§ **Text passage**:
Remove VLLM_ASCEND_ENABLE_DENSE_OPTIMIZE (#5272)

`VLLM_ASCEND_ENABLE_DENSE_OPTIMIZE` is only used together with `VLLM_ASCEND_ENABLE_PREFETCH_MLP` which is useless totally. This PR remove it. - vLLM version: release/v0.13.0 - vLLM main: ad32e3e19c Signed-off-by: wangxiyuan <wangxiyuan1007@gmail.com>
2025-12-25 11:09:56 +08:00
parent 13cd6362c6
commit 2ae0bad96d
8 changed files with 7 additions and 21 deletions
--- a/vllm_ascend/ops/linear_op.py
+++ b/vllm_ascend/ops/linear_op.py
@@ -53,13 +53,13 @@ from vllm.distributed import (split_tensor_along_last_dim,
 from vllm.distributed.parallel_state import get_tp_group
 from vllm.forward_context import get_forward_context

+from vllm_ascend import envs as envs_ascend
 from vllm_ascend.ascend_config import get_ascend_config
 from vllm_ascend.distributed.parallel_state import (get_flashcomm2_odp_group,
                                                    get_flashcomm2_otp_group,
                                                    get_mlp_tp_group,
                                                    get_otp_group)
-from vllm_ascend.utils import (dense_optim_enable, enable_sp,
-                               flashcomm2_enable,
+from vllm_ascend.utils import (enable_sp, flashcomm2_enable,
                               get_flashcomm2_reorgnized_batch_ids,
                               matmul_allreduce_enable, mlp_tp_enable,
                               oproj_tp_enable, shared_expert_dp_enabled)
@@ -135,7 +135,7 @@ class CustomRowParallelOp(CustomLinearOp):

    def apply(self, input_):
        output, output_bias = self.apply_impl(input_)
-        if dense_optim_enable():
+        if envs_ascend.VLLM_ASCEND_ENABLE_PREFETCH_MLP:
            torch.ops.vllm.maybe_prefetch_mlp_gate_up_proj(output, self.prefix)
        if not self.return_bias:
            return output

§ **Set task**:
Answer these questions using the commit page above:
1. How many files does the commit change?
2. Which vLLM version does the commit message list?
3. In the apply method of CustomRowParallelOp, what condition replaces dense_optim_enable()?

§ **Record list**:

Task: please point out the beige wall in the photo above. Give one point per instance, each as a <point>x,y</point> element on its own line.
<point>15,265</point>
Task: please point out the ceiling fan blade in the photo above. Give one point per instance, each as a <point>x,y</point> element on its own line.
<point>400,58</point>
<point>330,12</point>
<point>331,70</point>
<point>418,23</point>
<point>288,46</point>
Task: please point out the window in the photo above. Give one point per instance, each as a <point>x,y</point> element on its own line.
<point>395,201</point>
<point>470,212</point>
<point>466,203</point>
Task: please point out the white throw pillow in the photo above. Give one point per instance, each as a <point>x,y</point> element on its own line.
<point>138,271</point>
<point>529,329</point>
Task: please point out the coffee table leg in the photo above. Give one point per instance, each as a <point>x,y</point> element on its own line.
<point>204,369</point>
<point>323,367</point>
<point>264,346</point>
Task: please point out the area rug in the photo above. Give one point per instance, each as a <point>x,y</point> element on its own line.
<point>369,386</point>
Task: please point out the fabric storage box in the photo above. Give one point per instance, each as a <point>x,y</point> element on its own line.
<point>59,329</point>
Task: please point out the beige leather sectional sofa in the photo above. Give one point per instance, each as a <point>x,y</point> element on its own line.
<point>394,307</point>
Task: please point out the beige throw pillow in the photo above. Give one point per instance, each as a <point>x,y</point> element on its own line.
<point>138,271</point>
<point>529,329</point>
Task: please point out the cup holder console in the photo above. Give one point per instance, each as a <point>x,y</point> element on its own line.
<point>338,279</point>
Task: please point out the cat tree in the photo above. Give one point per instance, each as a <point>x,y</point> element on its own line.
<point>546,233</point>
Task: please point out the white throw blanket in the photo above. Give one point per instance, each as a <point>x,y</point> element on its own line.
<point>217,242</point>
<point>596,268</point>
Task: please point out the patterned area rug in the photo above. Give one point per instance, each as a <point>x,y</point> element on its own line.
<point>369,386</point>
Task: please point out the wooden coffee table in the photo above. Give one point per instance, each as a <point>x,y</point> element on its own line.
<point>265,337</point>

§ **Answer to the problem**:
1. Eight files.
2. release/v0.13.0
3. envs_ascend.VLLM_ASCEND_ENABLE_PREFETCH_MLP